Ömrünün sonuna kadar Nigârnik Hanım'la evli kalan
Arif Bey'in Saray'daki bu üçüncü görevi on yıl sürdü. Ününün artık doruğundaydı.
İstanbul'un musiki çevrelerinde, konaklarda, özel meşkhanelerde yapılan musiki
toplantılarında en çok aranan sanatçıydı. 1871'de tekrar Saray'dan ayrıldı.
Şura-yı Devlet'te, Beykoz Aşar müdürlüğünde beş yıl memur olarak çalıştı. Sultan
Abdülaziz'in ölümünden sonra Muzika-yı Hümayun'da girişilen tasfiye sonucu Arif
Bey de açığa alındı. V. Murad'ın üç aylık padişahlığından sonra Sultan II.
Abdülhamid Han tahta çıktı. Besteci uzun bir süre işsiz kaldı, geçim derdine
düştü. Zincirlikuyu'da bir çiftlik evine çekilip çevreden koptu. Bu sırada
1877-78 Osmanlı-Rus savaşı (93 Harbi) patlak verdi. Arif Bey savaş yıllarını
çiftlikte geçim sıkıntısı içinde geçirdi.

**********

Verilen yönerge A
Satırların başından "<point>258,211</point>" ifadesini içeren satıra kadar (o satır da dahil) uzanan kısmı, her satır bir dize olacak ve boş satırlar atlanacak biçimde bir JSON listesi olarak veriniz. Resimleri cevabınıza almayınız.

Satırlar
**********

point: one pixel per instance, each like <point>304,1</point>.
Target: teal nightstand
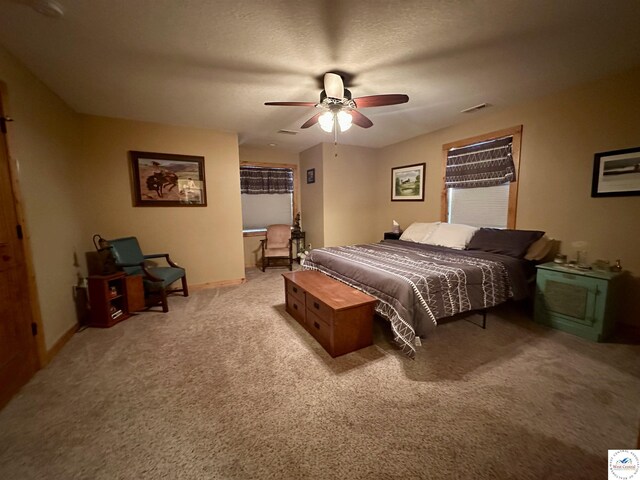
<point>582,302</point>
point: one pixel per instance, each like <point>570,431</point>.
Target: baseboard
<point>62,341</point>
<point>221,283</point>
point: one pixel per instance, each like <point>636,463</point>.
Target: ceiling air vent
<point>474,108</point>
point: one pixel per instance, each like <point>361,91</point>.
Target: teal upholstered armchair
<point>129,257</point>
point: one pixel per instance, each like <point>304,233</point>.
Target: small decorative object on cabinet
<point>108,299</point>
<point>582,302</point>
<point>337,316</point>
<point>392,235</point>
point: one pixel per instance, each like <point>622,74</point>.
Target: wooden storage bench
<point>339,317</point>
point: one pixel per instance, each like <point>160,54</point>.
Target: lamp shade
<point>326,121</point>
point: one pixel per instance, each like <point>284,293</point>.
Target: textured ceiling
<point>213,64</point>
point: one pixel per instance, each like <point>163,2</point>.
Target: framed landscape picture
<point>167,180</point>
<point>407,183</point>
<point>311,175</point>
<point>616,173</point>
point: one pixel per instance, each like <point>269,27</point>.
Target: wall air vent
<point>475,108</point>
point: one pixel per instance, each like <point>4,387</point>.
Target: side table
<point>582,302</point>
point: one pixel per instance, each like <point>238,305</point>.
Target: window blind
<point>265,180</point>
<point>479,207</point>
<point>484,164</point>
<point>258,211</point>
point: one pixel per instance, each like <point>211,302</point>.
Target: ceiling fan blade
<point>360,119</point>
<point>333,85</point>
<point>292,104</point>
<point>381,100</point>
<point>312,121</point>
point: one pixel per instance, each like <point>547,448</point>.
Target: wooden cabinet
<point>337,316</point>
<point>108,299</point>
<point>135,293</point>
<point>582,302</point>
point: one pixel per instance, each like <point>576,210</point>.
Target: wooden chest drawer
<point>295,291</point>
<point>319,308</point>
<point>295,308</point>
<point>320,330</point>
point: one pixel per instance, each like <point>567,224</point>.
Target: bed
<point>416,284</point>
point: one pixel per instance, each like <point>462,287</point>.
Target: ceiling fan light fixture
<point>326,121</point>
<point>345,120</point>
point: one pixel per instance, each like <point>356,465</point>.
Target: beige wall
<point>254,154</point>
<point>561,134</point>
<point>350,198</point>
<point>207,241</point>
<point>44,142</point>
<point>312,196</point>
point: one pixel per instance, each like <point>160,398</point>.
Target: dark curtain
<point>485,164</point>
<point>258,180</point>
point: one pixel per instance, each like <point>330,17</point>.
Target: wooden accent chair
<point>156,280</point>
<point>276,247</point>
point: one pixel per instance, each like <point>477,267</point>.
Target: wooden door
<point>18,348</point>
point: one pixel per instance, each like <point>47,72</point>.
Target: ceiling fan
<point>338,109</point>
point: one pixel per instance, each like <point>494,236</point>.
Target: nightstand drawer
<point>320,330</point>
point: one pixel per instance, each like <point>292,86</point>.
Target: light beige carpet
<point>228,386</point>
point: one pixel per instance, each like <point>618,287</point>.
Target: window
<point>480,185</point>
<point>268,196</point>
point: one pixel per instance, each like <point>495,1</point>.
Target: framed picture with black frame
<point>407,183</point>
<point>616,173</point>
<point>311,175</point>
<point>167,180</point>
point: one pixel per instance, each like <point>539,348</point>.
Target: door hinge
<point>3,123</point>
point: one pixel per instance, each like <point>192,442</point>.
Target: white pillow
<point>418,232</point>
<point>452,235</point>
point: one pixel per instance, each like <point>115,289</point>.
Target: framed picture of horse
<point>167,180</point>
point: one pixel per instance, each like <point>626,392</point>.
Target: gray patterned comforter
<point>418,284</point>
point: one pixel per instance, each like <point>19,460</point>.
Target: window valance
<point>485,164</point>
<point>259,180</point>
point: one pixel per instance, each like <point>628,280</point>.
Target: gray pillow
<point>514,243</point>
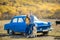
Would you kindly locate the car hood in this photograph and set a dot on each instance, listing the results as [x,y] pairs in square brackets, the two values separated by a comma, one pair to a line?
[41,22]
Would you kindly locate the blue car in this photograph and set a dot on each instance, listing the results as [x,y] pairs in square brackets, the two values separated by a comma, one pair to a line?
[18,24]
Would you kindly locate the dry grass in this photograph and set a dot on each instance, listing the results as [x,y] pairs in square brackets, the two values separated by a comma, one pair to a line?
[54,32]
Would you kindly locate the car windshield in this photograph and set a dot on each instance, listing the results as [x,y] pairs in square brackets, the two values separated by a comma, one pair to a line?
[36,19]
[15,20]
[20,20]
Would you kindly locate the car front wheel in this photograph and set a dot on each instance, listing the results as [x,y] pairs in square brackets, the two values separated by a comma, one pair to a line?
[45,33]
[10,32]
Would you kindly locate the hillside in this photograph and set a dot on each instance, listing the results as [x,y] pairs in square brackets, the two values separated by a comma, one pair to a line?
[40,8]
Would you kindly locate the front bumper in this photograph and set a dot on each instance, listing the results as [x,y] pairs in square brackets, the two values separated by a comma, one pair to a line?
[49,29]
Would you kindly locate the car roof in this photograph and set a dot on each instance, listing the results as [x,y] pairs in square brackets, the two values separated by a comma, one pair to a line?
[20,16]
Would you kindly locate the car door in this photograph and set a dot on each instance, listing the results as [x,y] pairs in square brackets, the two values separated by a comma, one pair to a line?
[21,25]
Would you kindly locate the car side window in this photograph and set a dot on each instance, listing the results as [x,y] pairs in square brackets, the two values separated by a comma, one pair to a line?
[20,20]
[15,20]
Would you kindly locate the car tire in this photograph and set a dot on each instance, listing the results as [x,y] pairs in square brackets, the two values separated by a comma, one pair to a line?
[10,32]
[45,33]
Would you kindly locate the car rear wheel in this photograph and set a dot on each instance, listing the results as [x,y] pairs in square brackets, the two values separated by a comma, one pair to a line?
[45,33]
[10,32]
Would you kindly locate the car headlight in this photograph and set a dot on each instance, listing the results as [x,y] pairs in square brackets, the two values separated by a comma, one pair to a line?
[36,25]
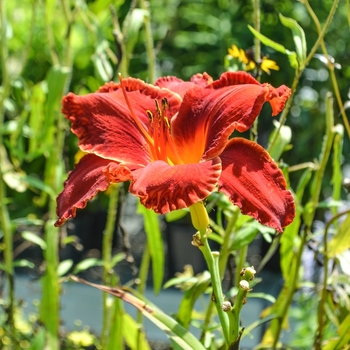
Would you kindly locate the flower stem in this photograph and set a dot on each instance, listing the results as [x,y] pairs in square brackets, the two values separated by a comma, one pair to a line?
[212,259]
[322,303]
[5,223]
[142,278]
[329,63]
[257,57]
[223,258]
[107,257]
[276,324]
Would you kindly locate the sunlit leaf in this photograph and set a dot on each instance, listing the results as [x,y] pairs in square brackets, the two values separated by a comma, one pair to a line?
[292,56]
[134,23]
[341,240]
[40,185]
[343,336]
[12,178]
[175,215]
[166,323]
[184,313]
[87,264]
[298,37]
[155,244]
[34,238]
[23,263]
[64,266]
[133,334]
[283,139]
[117,258]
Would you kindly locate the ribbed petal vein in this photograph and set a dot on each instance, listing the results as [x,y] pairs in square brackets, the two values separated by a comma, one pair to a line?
[91,175]
[164,188]
[253,181]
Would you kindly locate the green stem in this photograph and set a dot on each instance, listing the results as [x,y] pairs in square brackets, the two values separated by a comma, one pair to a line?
[149,42]
[285,110]
[5,222]
[223,258]
[225,248]
[257,57]
[323,32]
[329,64]
[51,38]
[212,260]
[322,303]
[143,274]
[291,288]
[240,261]
[107,243]
[316,189]
[243,286]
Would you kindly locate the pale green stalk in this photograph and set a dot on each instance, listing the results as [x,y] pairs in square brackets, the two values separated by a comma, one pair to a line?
[223,258]
[330,64]
[107,243]
[4,215]
[143,275]
[312,206]
[323,300]
[212,260]
[257,57]
[298,73]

**********

Verilen yönerge B
Metin alıntısının "İstanbul'un musiki çevrelerinde, konaklarda, özel" ile başlayıp "sıkıntısı içinde geçirdi." ile biten kısmını hiçbir değişiklik yapmadan yeniden yazınız.

Doğru cevap A
[
  "point: one pixel per instance, each like <point>304,1</point>.",
  "Target: teal nightstand",
  "<point>582,302</point>",
  "point: one pixel per instance, each like <point>570,431</point>.",
  "Target: baseboard",
  "<point>62,341</point>",
  "<point>221,283</point>",
  "point: one pixel per instance, each like <point>636,463</point>.",
  "Target: ceiling air vent",
  "<point>474,108</point>",
  "point: one pixel per instance, each like <point>361,91</point>.",
  "Target: teal upholstered armchair",
  "<point>129,257</point>",
  "point: one pixel per instance, each like <point>304,233</point>.",
  "Target: small decorative object on cabinet",
  "<point>108,299</point>",
  "<point>582,302</point>",
  "<point>337,316</point>",
  "<point>392,235</point>",
  "point: one pixel per instance, each like <point>622,74</point>.",
  "Target: wooden storage bench",
  "<point>339,317</point>",
  "point: one pixel per instance, each like <point>160,54</point>.",
  "Target: lamp shade",
  "<point>326,121</point>",
  "point: one pixel per instance, each like <point>284,293</point>.",
  "Target: textured ceiling",
  "<point>213,64</point>",
  "point: one pixel per instance, each like <point>163,2</point>.",
  "Target: framed landscape picture",
  "<point>167,180</point>",
  "<point>407,183</point>",
  "<point>311,175</point>",
  "<point>616,173</point>",
  "point: one pixel per instance, each like <point>269,27</point>.",
  "Target: wall air vent",
  "<point>475,108</point>",
  "point: one pixel per instance, each like <point>4,387</point>.",
  "Target: side table",
  "<point>582,302</point>",
  "point: one pixel per instance, each like <point>238,305</point>.",
  "Target: window blind",
  "<point>265,180</point>",
  "<point>479,207</point>",
  "<point>484,164</point>",
  "<point>258,211</point>"
]

Doğru cevap B
İstanbul'un musiki çevrelerinde, konaklarda, özel meşkhanelerde yapılan musiki
toplantılarında en çok aranan sanatçıydı. 1871'de tekrar Saray'dan ayrıldı.
Şura-yı Devlet'te, Beykoz Aşar müdürlüğünde beş yıl memur olarak çalıştı. Sultan
Abdülaziz'in ölümünden sonra Muzika-yı Hümayun'da girişilen tasfiye sonucu Arif
Bey de açığa alındı. V. Murad'ın üç aylık padişahlığından sonra Sultan II.
Abdülhamid Han tahta çıktı. Besteci uzun bir süre işsiz kaldı, geçim derdine
düştü. Zincirlikuyu'da bir çiftlik evine çekilip çevreden koptu. Bu sırada
1877-78 Osmanlı-Rus savaşı (93 Harbi) patlak verdi. Arif Bey savaş yıllarını
çiftlikte geçim sıkıntısı içinde geçirdi.